Fragmento mostrado —
<<<<

Le hago saber a la hija del deceso, y le explico que, en el contexto actual, se deben seguir los lineamientos específicos. Esto es, ella debe ingresar al área de aislamiento respiratorio para reconocer el cadáver, que será colocado en una bolsa sanitaria de nailon biodegradable, y luego será trasladado a la morgue. No está permitido un velorio ni otro servicio religioso; tampoco el embalsamamiento, y después de la entrega el cuerpo deberá ser enterrado en un lapso menor a seis horas sin volver a exponerlo a la vista.
La hija insiste en que la madre no debe considerarse sospechosa pues no salía de casa mucho antes de que la pandemia llegara al país. La escucho y le hago ver que, si resulta positiva, se estaría exponiendo a un riesgo muy alto a todo el equipo médico, a los enfermeros, a los conserjes y al personal de la morgue, y por ende al resto de trabajadores del hospital, a sus familias y al resto de pacientes hospitalizados. Ella aprieta las manos y respira hondo.

>>>>

Datos para señalar regiones:
<<<<

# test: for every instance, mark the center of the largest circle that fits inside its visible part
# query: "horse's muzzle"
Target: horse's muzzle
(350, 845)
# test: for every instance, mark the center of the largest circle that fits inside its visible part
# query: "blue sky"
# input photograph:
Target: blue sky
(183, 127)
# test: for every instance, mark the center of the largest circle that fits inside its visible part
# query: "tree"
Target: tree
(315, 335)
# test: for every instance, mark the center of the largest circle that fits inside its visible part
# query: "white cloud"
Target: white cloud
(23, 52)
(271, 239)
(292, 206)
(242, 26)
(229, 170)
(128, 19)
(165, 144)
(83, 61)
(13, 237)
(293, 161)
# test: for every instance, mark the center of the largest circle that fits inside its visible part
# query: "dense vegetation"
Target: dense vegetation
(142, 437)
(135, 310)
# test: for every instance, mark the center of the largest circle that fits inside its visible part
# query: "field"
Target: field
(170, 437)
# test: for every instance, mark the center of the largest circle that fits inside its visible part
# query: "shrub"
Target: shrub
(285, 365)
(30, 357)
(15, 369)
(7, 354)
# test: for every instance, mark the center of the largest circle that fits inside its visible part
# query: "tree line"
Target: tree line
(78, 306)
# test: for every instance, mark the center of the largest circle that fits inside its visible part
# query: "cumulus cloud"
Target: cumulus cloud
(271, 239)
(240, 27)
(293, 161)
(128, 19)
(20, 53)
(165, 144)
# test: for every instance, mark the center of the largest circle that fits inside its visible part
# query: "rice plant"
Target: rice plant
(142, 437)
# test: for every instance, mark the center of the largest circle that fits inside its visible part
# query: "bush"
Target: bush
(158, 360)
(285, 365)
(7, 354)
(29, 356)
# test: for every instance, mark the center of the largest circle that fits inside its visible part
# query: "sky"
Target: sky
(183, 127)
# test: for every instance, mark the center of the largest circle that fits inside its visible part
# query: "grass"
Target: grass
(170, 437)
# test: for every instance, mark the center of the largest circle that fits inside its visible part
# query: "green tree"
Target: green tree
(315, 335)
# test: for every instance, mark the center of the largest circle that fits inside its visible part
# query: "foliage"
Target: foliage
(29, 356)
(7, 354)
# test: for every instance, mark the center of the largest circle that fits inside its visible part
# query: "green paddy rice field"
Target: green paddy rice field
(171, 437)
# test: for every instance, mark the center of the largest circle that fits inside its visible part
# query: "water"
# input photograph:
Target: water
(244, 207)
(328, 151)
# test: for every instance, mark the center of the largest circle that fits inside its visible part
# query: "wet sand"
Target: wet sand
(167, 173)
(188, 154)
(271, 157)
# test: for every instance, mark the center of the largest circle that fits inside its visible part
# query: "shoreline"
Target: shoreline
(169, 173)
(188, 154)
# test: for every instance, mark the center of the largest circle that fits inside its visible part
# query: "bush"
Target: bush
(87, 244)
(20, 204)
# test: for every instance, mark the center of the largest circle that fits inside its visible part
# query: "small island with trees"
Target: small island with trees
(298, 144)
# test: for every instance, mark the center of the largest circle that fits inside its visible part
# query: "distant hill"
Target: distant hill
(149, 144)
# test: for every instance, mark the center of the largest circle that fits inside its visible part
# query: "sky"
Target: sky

>>>>

Tareas y ejercicios —
• 1. Extrae del fragmento sobre la muerte de la madre el pasaje que va desde "La hija insiste" hasta "y respira hondo.", ambos incluidos.
• 2. Continúa el fragmento sobre la muerte de la madre a partir de su última oración.
Las filas no intervienen en lo que aquí se pide.

Soluciones —
• 1.
La hija insiste en que la madre no debe considerarse sospechosa pues no salía de casa mucho antes de que la pandemia llegara al país. La escucho y le hago ver que, si resulta positiva, se estaría exponiendo a un riesgo muy alto a todo el equipo médico, a los enfermeros, a los conserjes y al personal de la morgue, y por ende al resto de trabajadores del hospital, a sus familias y al resto de pacientes hospitalizados. Ella aprieta las manos y respira hondo.

• 2.
Voy a la morgue en busca de la bolsa para el traslado. El encargado pregunta por el peso y talla de la difunta. No tengo idea, así que improviso: 60 kilogramos y 1,60. Se dirige al fondo de la sala y toma, entre los frascos de formol y las camillas metálicas, un rollo de color negro igual a los de bolsas para basura, pero de dos metros de altura. Vuelve haciéndolo girar sobre el piso en posición vertical. Toma el borde libre del nailon y desde allí empieza a estirar la mano para medir. Con una tijera metálica que mide casi lo mismo que un machete, corta en línea recta de un tajo. Dobla la bolsa, me la pone debajo de la axila y me entrega también una botella con hipoclorito de sodio para desinfectar la cara interna de la bolsa y el cuerpo desnudo.
El médico a cargo de cuidado crítico me llama pidiéndome el espacio pues hay otros dos pacientes en la emergencia con necesidad de utilizar la cama. Me acerco a la hija para el reconocimiento. La guío al cubículo y antes de entrar se coloca bata, gorro, guantes y zapatos aislantes. Sobre la camilla yace el cuerpo cubierto por una sábana que alguna vez fue blanca. Un enfermero descubre el rostro y, a un metro de distancia, la mujer constata que se trata de su madre. Vuelve a llorar y amaga con abrazarme. Me alejo en forma refleja, como reacción condicionada que he adquirido en estas semanas.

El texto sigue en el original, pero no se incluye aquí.